/---

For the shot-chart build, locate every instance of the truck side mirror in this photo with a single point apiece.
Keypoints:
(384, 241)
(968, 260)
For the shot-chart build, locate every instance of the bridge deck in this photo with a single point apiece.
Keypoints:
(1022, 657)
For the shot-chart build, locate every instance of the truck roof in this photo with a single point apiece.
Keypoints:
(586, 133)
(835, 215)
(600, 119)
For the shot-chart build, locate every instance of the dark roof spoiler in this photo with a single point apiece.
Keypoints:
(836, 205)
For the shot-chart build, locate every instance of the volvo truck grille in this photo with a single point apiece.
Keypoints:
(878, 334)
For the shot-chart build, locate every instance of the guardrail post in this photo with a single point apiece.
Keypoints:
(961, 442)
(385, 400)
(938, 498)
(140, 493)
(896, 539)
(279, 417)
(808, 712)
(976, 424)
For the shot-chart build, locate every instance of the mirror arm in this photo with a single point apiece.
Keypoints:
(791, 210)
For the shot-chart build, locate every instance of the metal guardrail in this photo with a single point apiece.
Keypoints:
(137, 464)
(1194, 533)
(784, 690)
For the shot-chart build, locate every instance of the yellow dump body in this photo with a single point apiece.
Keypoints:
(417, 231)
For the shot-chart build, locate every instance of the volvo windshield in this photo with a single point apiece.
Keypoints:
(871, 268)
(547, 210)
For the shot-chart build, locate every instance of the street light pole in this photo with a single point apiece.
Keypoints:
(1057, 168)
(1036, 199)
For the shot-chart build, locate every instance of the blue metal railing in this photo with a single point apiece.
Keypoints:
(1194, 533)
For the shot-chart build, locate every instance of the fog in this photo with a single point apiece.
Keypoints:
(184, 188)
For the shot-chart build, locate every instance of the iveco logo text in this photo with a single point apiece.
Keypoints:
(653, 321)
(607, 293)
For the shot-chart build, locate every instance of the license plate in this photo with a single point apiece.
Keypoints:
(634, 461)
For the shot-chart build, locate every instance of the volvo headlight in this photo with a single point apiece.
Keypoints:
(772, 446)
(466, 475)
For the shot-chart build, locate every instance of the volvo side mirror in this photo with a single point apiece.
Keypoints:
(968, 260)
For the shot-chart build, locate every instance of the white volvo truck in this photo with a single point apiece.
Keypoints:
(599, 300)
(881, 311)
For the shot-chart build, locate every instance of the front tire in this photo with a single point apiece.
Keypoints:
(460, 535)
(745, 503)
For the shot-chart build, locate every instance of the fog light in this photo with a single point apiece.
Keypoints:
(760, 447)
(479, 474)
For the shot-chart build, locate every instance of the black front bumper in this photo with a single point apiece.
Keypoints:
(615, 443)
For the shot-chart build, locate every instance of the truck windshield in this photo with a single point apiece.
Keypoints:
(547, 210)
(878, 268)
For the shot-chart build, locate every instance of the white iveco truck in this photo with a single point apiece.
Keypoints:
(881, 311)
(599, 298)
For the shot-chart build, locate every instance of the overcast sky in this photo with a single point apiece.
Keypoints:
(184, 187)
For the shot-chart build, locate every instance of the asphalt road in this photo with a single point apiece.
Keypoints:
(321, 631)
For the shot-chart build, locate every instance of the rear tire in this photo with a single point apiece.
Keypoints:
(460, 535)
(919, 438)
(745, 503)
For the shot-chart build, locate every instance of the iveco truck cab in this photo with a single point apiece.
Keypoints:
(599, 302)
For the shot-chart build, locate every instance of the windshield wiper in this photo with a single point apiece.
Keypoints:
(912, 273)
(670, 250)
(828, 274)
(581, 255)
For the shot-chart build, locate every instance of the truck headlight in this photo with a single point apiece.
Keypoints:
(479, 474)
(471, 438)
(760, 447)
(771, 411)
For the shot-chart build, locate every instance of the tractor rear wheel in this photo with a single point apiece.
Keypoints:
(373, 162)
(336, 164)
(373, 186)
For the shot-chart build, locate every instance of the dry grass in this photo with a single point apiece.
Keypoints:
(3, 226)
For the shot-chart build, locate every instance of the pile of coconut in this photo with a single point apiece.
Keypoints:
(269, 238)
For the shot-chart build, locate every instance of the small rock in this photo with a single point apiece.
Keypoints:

\---

• _EXERCISE_
Output every record above, exactly as written.

• _EXERCISE OUTPUT_
For the shot-chart build, locate every instance of the truck side mirror in this photo with a single point apiece.
Keypoints:
(384, 241)
(968, 260)
For the shot-chart build, locate every instance of the bridge deck in this photo with a single point apiece.
Keypoints:
(1022, 657)
For the shot-chart build, locate every instance of the truck roof in this photo with a single point apiece.
Keypoints:
(586, 133)
(835, 215)
(600, 119)
For the shot-chart build, locate every instance of the dark roof spoiler in this photo with a single point apiece.
Keypoints:
(836, 205)
For the shot-chart build, locate every instance of the volvo truck grille in this photo with a single point apiece.
Keypoints:
(878, 334)
For the shot-chart build, locate every instance of the guardrail post in this photo with a single point apiece.
Keypoints:
(961, 442)
(385, 400)
(938, 498)
(140, 493)
(896, 539)
(279, 417)
(808, 712)
(976, 424)
For the shot-chart build, locate every instance of the mirror arm in this photo with a single point apiece.
Keypoints:
(791, 210)
For the shot-chart build, locate every instance of the metal guardrail in this photo with a single point apiece.
Keypoints:
(137, 464)
(1194, 533)
(784, 690)
For the shot-chart build, locate every instance of the yellow dump body in this photo with a single point apiece.
Keypoints:
(417, 231)
For the shot-chart build, locate every instance of the volvo windshield in this photo with a single point apiece.
Keypoints:
(871, 268)
(547, 210)
For the shot-chart build, locate every instance of the street light pole in this photo with a single point apiece.
Keypoints:
(1057, 168)
(1036, 199)
For the shot-chart build, locate every instance of the blue metal railing in this photo with a single point apiece.
Keypoints:
(1194, 533)
For the shot-chart build, locate every instance of the fog in this photo with a single point apiece.
Keypoints:
(184, 188)
For the shot-chart build, locate every instance of the iveco logo text in this photo with a single point apiece.
Keypoints:
(653, 321)
(607, 293)
For the shot-chart build, locate every instance of the license plate in this photo with a single point apiece.
Keypoints:
(634, 461)
For the shot-chart build, locate every instance of the volvo headlight in this photo with a single point apiece.
Keypoints:
(772, 446)
(466, 475)
For the shot-chart build, locate every instance of the volvo side mirror in this photo with a single point apiece.
Keypoints:
(968, 260)
For the shot-chart build, locate every instance of the white volvo truck in this photo with a single point apiece.
Keypoints:
(599, 300)
(881, 311)
For the shot-chart build, locate every instance of the front tire in this photo with a single point apiece.
Keypoints:
(460, 535)
(745, 503)
For the shot-chart build, locate every instance of the fog light in this photo with a single point apiece.
Keypoints:
(760, 447)
(479, 474)
For the shot-chart build, locate every instance of the black front bumper in this photo with a single point apiece.
Keypoints:
(615, 443)
For the shot-chart build, locate every instance of the truck windshield in this photo with a single point apiece.
Keypoints:
(547, 210)
(878, 268)
For the shot-chart build, locate every instance of the white iveco truck in this photo with a single point apiece.
Keypoints:
(881, 311)
(599, 298)
For the shot-chart build, locate every instance of the overcast sky in this photo with a single point apiece.
Keypoints:
(184, 187)
For the shot-chart build, locate every instance of the asphalt road in this photo with a single point apiece.
Keypoints:
(321, 631)
For the shot-chart build, locate every instance of the rear tire in this photo with a single point apiece.
Keypoints:
(460, 535)
(919, 438)
(745, 503)
For the shot-chart build, locate every instance of the iveco truck cab in this photo with a single point apiece.
Keypoints:
(599, 302)
For the shot-chart build, locate every instance of the windshield wiper in this photo with a single point apiece.
Keypoints:
(912, 273)
(670, 250)
(828, 274)
(581, 255)
For the shot-chart build, locate every instance of the truck headlight in this photo with a single point apiece.
Keypoints:
(479, 474)
(471, 438)
(760, 447)
(771, 411)
For the shot-chart build, locate every instance of the tractor rear wheel in this photo with a single point apiece.
Keypoints:
(373, 162)
(336, 164)
(373, 186)
For the shot-chart build, locate every instance of the dry grass in this photo with a single point apiece.
Keypoints:
(3, 226)
For the shot-chart build, locate every instance of the pile of coconut in this photo with a single point apiece.
Keypoints:
(269, 238)
For the shot-chart build, locate every instance of the small rock in this photo with a single point apiece.
Keypoints:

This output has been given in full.